*Exercise brief*
Add 64 to every coordinate number in the answers, then write out the stretch from the start of the records through the line containing "[[721, 22], [174, 356], [819, 565], [1037, 62]]" again, with the requests included and unchanged.

*Coordinate annotation records*
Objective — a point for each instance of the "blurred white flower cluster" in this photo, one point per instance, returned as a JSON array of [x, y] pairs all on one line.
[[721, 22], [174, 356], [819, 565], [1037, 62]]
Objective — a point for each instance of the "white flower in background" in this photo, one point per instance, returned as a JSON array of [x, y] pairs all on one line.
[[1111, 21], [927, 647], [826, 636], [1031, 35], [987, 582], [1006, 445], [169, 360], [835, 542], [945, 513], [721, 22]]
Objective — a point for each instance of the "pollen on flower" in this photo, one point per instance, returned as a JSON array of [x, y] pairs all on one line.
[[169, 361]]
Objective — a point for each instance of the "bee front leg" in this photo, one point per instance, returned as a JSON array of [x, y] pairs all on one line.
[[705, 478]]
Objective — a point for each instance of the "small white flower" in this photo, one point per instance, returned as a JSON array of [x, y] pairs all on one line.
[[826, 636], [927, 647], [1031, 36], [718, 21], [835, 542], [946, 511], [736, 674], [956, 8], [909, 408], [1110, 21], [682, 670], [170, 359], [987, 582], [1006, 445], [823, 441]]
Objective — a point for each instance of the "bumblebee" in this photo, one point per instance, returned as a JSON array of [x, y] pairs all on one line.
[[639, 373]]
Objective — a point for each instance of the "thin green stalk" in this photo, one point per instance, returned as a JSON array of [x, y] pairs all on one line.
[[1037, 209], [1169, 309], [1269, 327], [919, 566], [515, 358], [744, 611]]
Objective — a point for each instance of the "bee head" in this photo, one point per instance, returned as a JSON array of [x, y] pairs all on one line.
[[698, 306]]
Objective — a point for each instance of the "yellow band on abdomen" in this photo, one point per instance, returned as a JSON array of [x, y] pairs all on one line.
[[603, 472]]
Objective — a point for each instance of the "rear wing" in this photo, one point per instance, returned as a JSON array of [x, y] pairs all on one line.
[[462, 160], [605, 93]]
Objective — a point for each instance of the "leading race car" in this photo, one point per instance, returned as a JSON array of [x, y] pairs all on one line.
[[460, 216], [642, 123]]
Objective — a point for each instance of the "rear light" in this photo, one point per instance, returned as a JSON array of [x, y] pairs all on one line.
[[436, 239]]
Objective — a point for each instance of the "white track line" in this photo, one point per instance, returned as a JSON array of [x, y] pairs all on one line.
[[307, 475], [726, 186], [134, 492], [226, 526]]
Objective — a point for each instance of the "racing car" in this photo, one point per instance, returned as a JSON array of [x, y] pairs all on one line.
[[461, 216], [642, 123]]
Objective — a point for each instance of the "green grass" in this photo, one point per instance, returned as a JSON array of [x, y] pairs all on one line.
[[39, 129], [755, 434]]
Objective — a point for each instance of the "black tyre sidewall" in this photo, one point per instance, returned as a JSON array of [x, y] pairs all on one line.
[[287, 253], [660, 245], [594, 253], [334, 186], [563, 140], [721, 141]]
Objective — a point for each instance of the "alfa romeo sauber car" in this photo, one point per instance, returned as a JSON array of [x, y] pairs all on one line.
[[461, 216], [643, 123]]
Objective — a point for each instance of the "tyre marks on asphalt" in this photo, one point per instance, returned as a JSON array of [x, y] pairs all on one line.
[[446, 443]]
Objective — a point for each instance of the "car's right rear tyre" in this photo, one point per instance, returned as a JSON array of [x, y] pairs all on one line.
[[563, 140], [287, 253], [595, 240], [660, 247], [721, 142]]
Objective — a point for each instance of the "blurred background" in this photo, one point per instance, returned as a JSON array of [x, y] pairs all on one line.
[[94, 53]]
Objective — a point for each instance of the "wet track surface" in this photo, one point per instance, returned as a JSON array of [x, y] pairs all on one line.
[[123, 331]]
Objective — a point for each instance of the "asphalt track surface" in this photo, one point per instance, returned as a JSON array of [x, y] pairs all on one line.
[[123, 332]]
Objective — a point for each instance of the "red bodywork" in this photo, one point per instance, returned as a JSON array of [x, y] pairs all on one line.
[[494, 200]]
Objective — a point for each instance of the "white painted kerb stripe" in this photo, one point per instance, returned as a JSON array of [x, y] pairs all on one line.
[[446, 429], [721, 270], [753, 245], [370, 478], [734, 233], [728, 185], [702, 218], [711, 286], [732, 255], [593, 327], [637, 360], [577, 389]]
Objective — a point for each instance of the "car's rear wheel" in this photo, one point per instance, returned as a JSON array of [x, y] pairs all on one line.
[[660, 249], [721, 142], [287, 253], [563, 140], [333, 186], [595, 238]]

*Exercise result*
Objective — a point for each instance of the "blurred white flower cluster" in this photo, one point per instance, returned as a JSON array of [x, y] pairs all on one line.
[[785, 86], [238, 420], [883, 629], [1101, 126]]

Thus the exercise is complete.